=== TEXT EXCERPT ===
::::::

It is expressly agreed that the Supplier shall not be bound to compensate for any immaterial damage caused by the Supplier as a result of or in connection with the performance of these GTC. For the purpose of this clause, immaterial damage means any loss of a financial or commercial nature resulting in particular from the deprivation of use of a right or property, the interruption of a Service or any loss of profit or data. The Buyer guarantees that its insurers and any third party in a contractual situation with it shall waive any recourse against the Supplier and its insurers for such damage.

12.2. The Supplier shall not incur any liability towards the Buyer on the basis of the lack of safety of the Products, insofar as the goods concerned are used mainly by the Buyer on a professional basis. This limitation of liability only applies to damage caused to goods for professional use. 

12.3 In any event, the total and cumulative liability, all causes combined, incurred by the Supplier towards the Buyer by virtue of this contract shall not exceed the value of the contractual amount of the Product or Services giving rise to the claim.

::::::

=== TASK 1 ===
Answer these questions on the supplier liability terms.
(a) What must the Buyer's insurers and contractual third parties waive?
(b) In clause 12.2, to what damage alone does the limitation of liability apply?
(c) In clause 12.3, what amount may the Supplier's total and cumulative liability not exceed?
=== TASK 2 ===
From the supplier liability terms, set down the passage starting at the words "It is expressly" and ending after "for such damage.".

[Saved data entries]
::::::

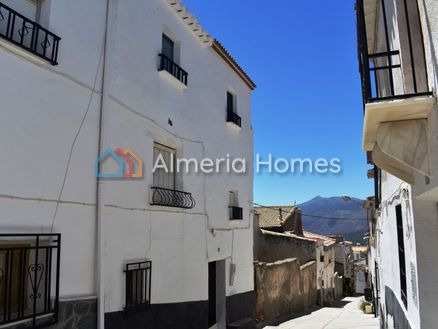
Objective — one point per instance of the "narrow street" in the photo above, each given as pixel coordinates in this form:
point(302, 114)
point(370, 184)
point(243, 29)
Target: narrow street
point(347, 316)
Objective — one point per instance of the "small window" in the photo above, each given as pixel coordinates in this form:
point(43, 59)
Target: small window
point(236, 212)
point(163, 178)
point(230, 102)
point(231, 110)
point(168, 48)
point(138, 284)
point(233, 201)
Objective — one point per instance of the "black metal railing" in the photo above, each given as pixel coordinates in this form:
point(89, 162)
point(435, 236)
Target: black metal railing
point(382, 71)
point(138, 284)
point(29, 278)
point(172, 198)
point(236, 213)
point(234, 118)
point(170, 66)
point(28, 34)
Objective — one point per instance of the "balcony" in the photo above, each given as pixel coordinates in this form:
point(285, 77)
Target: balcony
point(28, 35)
point(232, 117)
point(236, 213)
point(29, 279)
point(172, 198)
point(169, 66)
point(396, 96)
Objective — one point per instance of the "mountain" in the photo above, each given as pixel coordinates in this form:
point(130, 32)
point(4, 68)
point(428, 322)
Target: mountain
point(347, 218)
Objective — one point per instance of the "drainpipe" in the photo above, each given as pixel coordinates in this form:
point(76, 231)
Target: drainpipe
point(99, 188)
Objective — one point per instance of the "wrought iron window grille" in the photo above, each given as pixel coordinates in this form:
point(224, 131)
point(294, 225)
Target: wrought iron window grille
point(167, 64)
point(28, 34)
point(172, 198)
point(233, 117)
point(29, 278)
point(138, 284)
point(236, 213)
point(379, 69)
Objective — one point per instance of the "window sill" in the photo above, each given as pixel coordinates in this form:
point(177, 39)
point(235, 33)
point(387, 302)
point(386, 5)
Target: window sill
point(174, 81)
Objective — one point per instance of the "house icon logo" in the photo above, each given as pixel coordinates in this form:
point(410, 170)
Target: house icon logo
point(128, 164)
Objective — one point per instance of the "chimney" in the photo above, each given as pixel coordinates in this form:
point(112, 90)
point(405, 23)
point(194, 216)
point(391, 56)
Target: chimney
point(298, 224)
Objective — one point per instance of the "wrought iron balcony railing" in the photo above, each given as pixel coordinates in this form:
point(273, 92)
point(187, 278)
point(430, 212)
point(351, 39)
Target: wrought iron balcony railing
point(28, 34)
point(236, 213)
point(383, 73)
point(172, 198)
point(29, 279)
point(174, 69)
point(234, 118)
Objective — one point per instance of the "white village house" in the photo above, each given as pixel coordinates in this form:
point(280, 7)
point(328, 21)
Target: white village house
point(398, 43)
point(158, 251)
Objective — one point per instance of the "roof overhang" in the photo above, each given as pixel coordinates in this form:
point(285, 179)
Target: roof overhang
point(396, 132)
point(207, 40)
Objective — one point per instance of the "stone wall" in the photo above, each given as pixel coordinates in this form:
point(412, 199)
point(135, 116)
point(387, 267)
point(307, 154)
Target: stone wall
point(270, 247)
point(284, 288)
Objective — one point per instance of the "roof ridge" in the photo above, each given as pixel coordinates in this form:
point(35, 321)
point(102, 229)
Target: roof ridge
point(182, 11)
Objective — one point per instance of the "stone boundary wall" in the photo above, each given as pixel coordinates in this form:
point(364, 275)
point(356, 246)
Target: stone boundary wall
point(284, 288)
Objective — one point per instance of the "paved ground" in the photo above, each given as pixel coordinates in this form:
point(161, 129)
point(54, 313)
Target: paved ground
point(346, 316)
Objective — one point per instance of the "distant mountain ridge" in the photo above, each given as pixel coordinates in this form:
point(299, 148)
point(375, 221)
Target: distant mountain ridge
point(348, 216)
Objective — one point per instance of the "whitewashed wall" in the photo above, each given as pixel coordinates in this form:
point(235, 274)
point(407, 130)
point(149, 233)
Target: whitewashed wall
point(392, 195)
point(42, 108)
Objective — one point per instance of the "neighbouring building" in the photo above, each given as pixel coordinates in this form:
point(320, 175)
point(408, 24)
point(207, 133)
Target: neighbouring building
point(287, 256)
point(360, 268)
point(124, 82)
point(285, 267)
point(343, 256)
point(397, 47)
point(325, 259)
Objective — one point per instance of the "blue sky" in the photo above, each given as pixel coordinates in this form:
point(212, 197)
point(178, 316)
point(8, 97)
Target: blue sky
point(302, 56)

::::::

=== EXERCISE RESULT 1 ===
(a) Any recourse against the Supplier and its insurers for immaterial damage.
(b) Damage caused to goods for professional use.
(c) The value of the contractual amount of the Product or Services giving rise to the claim.

=== EXERCISE RESULT 2 ===
It is expressly agreed that the Supplier shall not be bound to compensate for any immaterial damage caused by the Supplier as a result of or in connection with the performance of these GTC. For the purpose of this clause, immaterial damage means any loss of a financial or commercial nature resulting in particular from the deprivation of use of a right or property, the interruption of a Service or any loss of profit or data. The Buyer guarantees that its insurers and any third party in a contractual situation with it shall waive any recourse against the Supplier and its insurers for such damage.